* _DIRECTIONS_
Retype the items from the line holding "Can you see the copper ball" through the end of the items, inclusive, without the pictures.

Object location annotation data

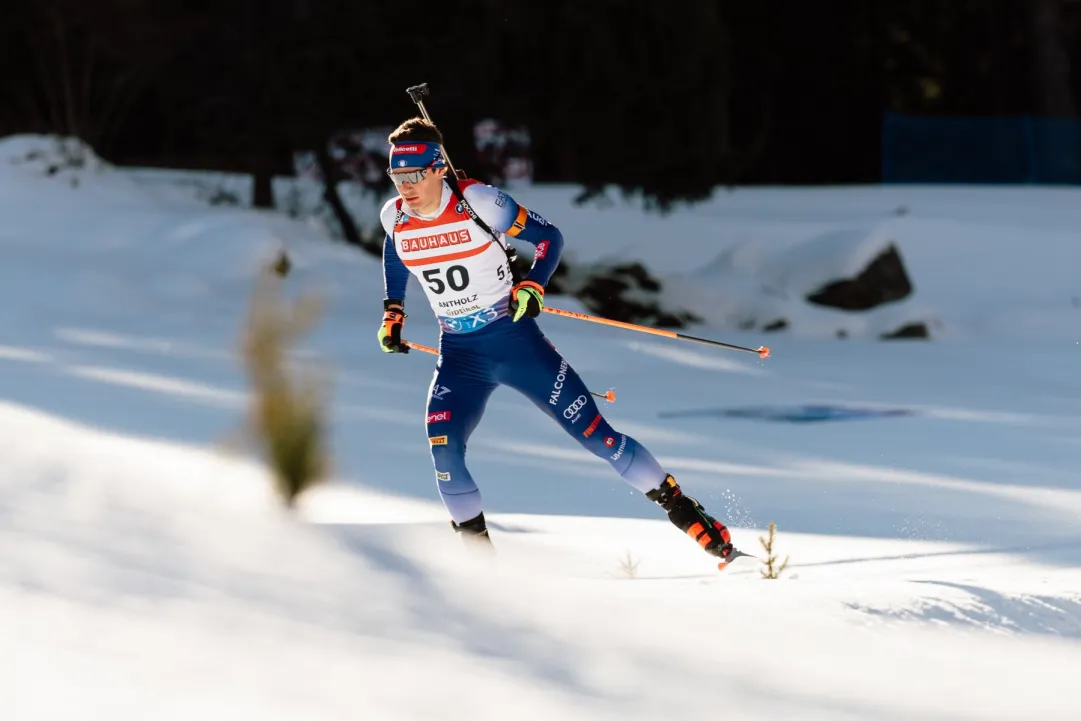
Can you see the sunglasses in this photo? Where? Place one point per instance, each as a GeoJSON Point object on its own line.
{"type": "Point", "coordinates": [412, 176]}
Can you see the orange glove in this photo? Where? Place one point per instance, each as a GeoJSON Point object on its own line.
{"type": "Point", "coordinates": [390, 332]}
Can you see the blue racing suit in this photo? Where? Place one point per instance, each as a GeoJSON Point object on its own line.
{"type": "Point", "coordinates": [467, 280]}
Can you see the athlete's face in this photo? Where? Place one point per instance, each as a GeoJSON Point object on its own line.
{"type": "Point", "coordinates": [424, 194]}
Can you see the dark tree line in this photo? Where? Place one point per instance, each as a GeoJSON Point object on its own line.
{"type": "Point", "coordinates": [668, 98]}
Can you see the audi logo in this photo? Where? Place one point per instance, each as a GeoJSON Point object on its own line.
{"type": "Point", "coordinates": [575, 406]}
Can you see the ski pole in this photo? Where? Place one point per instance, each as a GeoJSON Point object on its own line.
{"type": "Point", "coordinates": [761, 350]}
{"type": "Point", "coordinates": [609, 395]}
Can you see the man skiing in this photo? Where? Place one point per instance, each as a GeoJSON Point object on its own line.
{"type": "Point", "coordinates": [451, 235]}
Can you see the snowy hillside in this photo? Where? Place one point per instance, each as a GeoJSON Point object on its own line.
{"type": "Point", "coordinates": [928, 493]}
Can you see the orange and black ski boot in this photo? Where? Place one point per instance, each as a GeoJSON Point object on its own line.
{"type": "Point", "coordinates": [688, 515]}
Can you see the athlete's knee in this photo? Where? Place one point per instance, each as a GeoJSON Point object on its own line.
{"type": "Point", "coordinates": [600, 438]}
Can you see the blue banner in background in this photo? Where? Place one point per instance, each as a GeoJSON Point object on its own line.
{"type": "Point", "coordinates": [972, 149]}
{"type": "Point", "coordinates": [810, 413]}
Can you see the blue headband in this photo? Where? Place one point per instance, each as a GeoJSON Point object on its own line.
{"type": "Point", "coordinates": [416, 155]}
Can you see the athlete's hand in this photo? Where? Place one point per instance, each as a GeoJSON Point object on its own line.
{"type": "Point", "coordinates": [526, 298]}
{"type": "Point", "coordinates": [390, 332]}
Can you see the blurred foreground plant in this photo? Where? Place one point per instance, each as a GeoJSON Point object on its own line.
{"type": "Point", "coordinates": [287, 416]}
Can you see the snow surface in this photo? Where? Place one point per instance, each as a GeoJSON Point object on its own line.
{"type": "Point", "coordinates": [147, 572]}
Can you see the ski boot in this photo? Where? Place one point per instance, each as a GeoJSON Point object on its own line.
{"type": "Point", "coordinates": [688, 515]}
{"type": "Point", "coordinates": [475, 532]}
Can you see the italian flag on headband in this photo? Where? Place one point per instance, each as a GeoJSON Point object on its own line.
{"type": "Point", "coordinates": [416, 155]}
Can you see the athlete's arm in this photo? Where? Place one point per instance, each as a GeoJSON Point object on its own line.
{"type": "Point", "coordinates": [504, 214]}
{"type": "Point", "coordinates": [395, 272]}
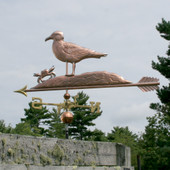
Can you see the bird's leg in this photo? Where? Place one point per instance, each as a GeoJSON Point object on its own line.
{"type": "Point", "coordinates": [66, 68]}
{"type": "Point", "coordinates": [73, 69]}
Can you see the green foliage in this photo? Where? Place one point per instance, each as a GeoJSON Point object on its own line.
{"type": "Point", "coordinates": [35, 118]}
{"type": "Point", "coordinates": [4, 128]}
{"type": "Point", "coordinates": [155, 142]}
{"type": "Point", "coordinates": [125, 136]}
{"type": "Point", "coordinates": [164, 29]}
{"type": "Point", "coordinates": [26, 129]}
{"type": "Point", "coordinates": [56, 127]}
{"type": "Point", "coordinates": [97, 135]}
{"type": "Point", "coordinates": [83, 118]}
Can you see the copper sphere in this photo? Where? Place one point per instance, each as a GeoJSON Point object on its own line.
{"type": "Point", "coordinates": [67, 117]}
{"type": "Point", "coordinates": [67, 96]}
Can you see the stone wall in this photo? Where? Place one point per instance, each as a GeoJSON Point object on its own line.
{"type": "Point", "coordinates": [41, 151]}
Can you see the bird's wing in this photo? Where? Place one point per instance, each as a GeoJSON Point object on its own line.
{"type": "Point", "coordinates": [75, 50]}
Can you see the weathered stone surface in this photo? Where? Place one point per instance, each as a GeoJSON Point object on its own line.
{"type": "Point", "coordinates": [33, 167]}
{"type": "Point", "coordinates": [17, 149]}
{"type": "Point", "coordinates": [85, 79]}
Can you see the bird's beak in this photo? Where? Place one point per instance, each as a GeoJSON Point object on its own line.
{"type": "Point", "coordinates": [48, 38]}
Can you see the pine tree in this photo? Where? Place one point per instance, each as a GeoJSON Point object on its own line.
{"type": "Point", "coordinates": [56, 127]}
{"type": "Point", "coordinates": [36, 118]}
{"type": "Point", "coordinates": [83, 118]}
{"type": "Point", "coordinates": [156, 139]}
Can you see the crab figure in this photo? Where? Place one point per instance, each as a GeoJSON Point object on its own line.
{"type": "Point", "coordinates": [45, 73]}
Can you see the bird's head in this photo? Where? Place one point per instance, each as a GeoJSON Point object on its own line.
{"type": "Point", "coordinates": [57, 36]}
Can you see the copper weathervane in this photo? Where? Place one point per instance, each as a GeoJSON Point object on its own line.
{"type": "Point", "coordinates": [71, 53]}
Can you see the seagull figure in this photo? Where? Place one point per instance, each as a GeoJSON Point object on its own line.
{"type": "Point", "coordinates": [69, 52]}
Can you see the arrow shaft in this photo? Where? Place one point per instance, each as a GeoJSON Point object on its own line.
{"type": "Point", "coordinates": [95, 86]}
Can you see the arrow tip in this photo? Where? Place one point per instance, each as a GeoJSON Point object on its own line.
{"type": "Point", "coordinates": [22, 91]}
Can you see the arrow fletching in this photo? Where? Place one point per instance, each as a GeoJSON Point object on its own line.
{"type": "Point", "coordinates": [148, 84]}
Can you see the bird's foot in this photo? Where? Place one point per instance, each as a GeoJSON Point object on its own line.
{"type": "Point", "coordinates": [69, 75]}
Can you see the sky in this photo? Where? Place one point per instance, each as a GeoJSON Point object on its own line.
{"type": "Point", "coordinates": [125, 30]}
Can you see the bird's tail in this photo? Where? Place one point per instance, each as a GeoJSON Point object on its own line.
{"type": "Point", "coordinates": [96, 55]}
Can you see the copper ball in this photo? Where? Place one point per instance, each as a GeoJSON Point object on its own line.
{"type": "Point", "coordinates": [67, 96]}
{"type": "Point", "coordinates": [67, 117]}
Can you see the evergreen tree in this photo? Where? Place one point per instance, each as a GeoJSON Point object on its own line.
{"type": "Point", "coordinates": [83, 118]}
{"type": "Point", "coordinates": [97, 135]}
{"type": "Point", "coordinates": [125, 136]}
{"type": "Point", "coordinates": [4, 128]}
{"type": "Point", "coordinates": [35, 118]}
{"type": "Point", "coordinates": [56, 127]}
{"type": "Point", "coordinates": [156, 139]}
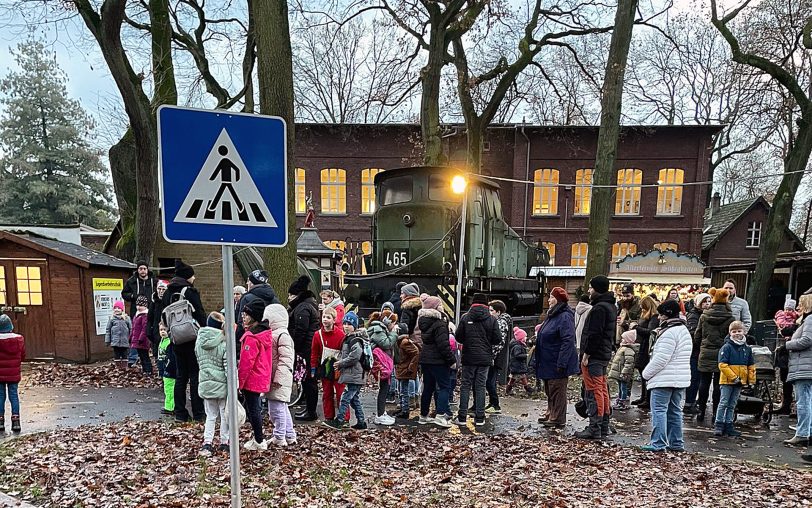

* _OUTPUT OF THE TASK_
Can you see the copper ball in this photo? Where? Place one point per instance, each as a GeoJSON Point object on its own line.
{"type": "Point", "coordinates": [67, 96]}
{"type": "Point", "coordinates": [67, 117]}
Can you see the evergreen tree in this photo? Where? Place one point per instance, each as a GeoJSON Point object on its own line.
{"type": "Point", "coordinates": [83, 118]}
{"type": "Point", "coordinates": [97, 135]}
{"type": "Point", "coordinates": [125, 136]}
{"type": "Point", "coordinates": [4, 128]}
{"type": "Point", "coordinates": [35, 118]}
{"type": "Point", "coordinates": [56, 127]}
{"type": "Point", "coordinates": [156, 139]}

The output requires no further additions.